### Given text

§

Indian healthcare is a story of great contradictions - it has one of the lowest-cost healthcare systems in the world, yet it is unaffordable to the large majority of its population. While institutions and providers, both private and public, are comparable to the world's best in secondary, tertiary, and quaternary care, we have a long way to go in providing basic primary care beyond the urban limit where 70 percent of the population resides. Public expenditure on health at around 1 percent of GDP is one of the lowest in the world. For 16 percent of the world's population, we have a disproportionately high share of global disease burden at 20 percent, coupled with one of the fastest-growing non-communicable disease incidence. At the same time, we have one of the weakest health infrastructure at around 1.3 beds per 1000 people.
FICCI, in partnership with EY, in its report, Re-engineering Indian Healthcare, has deliberated on how these contradictions may be resolved.
The solution lies in a preventive rather than curing philosophy, with focus shifting from sick care to health care in its true sense. A sick-care-based health system, primarily funded by institutions and focused on health services and not health performance, manifests itself in a vicious cycle of health expenditure, where most stakeholders are beneficiaries of sickness and not health. This leads to spiraling costs, which even the most advanced economies of the world are struggling to cope with.

§

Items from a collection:
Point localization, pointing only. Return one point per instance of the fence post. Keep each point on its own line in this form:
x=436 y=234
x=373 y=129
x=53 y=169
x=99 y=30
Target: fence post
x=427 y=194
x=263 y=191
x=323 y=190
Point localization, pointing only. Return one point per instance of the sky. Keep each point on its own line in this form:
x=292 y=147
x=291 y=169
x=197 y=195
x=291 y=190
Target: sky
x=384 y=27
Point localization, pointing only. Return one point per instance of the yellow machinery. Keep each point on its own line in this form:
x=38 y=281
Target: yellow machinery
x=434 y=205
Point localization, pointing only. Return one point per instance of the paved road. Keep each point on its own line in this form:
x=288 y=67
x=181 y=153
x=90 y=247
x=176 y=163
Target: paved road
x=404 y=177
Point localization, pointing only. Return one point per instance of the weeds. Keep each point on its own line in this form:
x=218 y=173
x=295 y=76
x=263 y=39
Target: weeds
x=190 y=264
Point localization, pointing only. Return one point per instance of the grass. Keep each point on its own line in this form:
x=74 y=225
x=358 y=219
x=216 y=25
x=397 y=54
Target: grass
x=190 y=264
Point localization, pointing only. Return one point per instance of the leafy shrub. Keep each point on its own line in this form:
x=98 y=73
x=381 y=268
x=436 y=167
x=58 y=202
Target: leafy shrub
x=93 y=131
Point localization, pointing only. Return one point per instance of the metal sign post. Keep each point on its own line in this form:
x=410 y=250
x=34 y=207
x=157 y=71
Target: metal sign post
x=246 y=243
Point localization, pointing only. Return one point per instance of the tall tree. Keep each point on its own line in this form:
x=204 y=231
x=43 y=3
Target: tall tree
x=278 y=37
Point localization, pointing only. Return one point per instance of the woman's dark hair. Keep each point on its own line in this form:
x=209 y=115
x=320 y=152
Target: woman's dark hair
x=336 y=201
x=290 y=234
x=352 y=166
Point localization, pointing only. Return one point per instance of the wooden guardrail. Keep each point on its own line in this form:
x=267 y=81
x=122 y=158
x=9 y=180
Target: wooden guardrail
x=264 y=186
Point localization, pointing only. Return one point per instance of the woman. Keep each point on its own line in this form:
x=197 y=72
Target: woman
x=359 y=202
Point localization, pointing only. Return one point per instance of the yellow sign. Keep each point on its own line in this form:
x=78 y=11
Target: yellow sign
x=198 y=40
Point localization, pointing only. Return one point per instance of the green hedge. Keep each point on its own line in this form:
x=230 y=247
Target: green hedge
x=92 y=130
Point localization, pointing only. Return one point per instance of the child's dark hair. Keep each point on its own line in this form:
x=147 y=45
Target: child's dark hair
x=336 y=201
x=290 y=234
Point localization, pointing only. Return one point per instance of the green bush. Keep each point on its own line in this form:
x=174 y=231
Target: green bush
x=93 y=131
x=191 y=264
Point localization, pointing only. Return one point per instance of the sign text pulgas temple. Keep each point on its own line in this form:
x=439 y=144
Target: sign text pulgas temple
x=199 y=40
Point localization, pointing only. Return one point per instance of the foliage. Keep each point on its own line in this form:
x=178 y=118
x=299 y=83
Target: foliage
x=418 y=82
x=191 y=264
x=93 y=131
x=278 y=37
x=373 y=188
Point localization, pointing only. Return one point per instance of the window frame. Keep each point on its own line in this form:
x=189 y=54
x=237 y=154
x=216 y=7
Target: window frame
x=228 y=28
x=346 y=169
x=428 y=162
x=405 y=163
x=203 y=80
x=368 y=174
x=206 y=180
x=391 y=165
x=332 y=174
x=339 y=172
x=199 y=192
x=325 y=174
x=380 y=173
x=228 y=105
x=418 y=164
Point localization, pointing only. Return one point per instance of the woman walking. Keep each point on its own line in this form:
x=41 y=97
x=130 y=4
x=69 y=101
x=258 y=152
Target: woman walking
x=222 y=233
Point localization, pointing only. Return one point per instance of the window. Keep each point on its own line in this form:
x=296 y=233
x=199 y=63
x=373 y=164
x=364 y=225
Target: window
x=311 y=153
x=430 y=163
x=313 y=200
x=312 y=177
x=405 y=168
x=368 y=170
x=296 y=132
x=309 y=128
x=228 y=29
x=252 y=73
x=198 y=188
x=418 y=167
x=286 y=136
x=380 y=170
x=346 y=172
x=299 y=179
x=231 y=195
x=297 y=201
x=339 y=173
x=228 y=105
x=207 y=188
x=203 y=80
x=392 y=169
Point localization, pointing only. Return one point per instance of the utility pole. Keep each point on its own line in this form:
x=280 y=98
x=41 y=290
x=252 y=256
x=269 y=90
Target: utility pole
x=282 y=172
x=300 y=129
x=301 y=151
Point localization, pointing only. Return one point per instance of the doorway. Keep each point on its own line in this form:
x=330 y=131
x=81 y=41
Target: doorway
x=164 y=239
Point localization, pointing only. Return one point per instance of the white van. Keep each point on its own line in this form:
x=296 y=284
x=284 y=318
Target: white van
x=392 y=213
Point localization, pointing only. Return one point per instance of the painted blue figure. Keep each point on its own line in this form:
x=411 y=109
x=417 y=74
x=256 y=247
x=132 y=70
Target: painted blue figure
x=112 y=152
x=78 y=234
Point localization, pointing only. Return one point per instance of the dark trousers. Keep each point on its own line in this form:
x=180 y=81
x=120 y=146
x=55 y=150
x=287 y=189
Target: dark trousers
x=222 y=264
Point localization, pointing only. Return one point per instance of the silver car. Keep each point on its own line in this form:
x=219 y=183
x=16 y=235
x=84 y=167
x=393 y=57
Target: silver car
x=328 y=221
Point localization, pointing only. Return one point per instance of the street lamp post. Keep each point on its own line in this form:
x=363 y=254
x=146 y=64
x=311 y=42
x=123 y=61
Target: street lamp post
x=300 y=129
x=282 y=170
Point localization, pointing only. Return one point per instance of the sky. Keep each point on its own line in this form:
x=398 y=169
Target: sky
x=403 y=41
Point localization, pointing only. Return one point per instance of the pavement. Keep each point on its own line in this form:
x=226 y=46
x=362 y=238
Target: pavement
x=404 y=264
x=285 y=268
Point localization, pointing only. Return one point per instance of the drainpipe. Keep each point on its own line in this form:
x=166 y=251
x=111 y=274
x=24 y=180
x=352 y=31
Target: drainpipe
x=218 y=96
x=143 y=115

§

### What this task involves
Write out the full text on Indian healthcare word for word.

### Output for this exercise
Indian healthcare is a story of great contradictions - it has one of the lowest-cost healthcare systems in the world, yet it is unaffordable to the large majority of its population. While institutions and providers, both private and public, are comparable to the world's best in secondary, tertiary, and quaternary care, we have a long way to go in providing basic primary care beyond the urban limit where 70 percent of the population resides. Public expenditure on health at around 1 percent of GDP is one of the lowest in the world. For 16 percent of the world's population, we have a disproportionately high share of global disease burden at 20 percent, coupled with one of the fastest-growing non-communicable disease incidence. At the same time, we have one of the weakest health infrastructure at around 1.3 beds per 1000 people.
FICCI, in partnership with EY, in its report, Re-engineering Indian Healthcare, has deliberated on how these contradictions may be resolved.
The solution lies in a preventive rather than curing philosophy, with focus shifting from sick care to health care in its true sense. A sick-care-based health system, primarily funded by institutions and focused on health services and not health performance, manifests itself in a vicious cycle of health expenditure, where most stakeholders are beneficiaries of sickness and not health. This leads to spiraling costs, which even the most advanced economies of the world are struggling to cope with.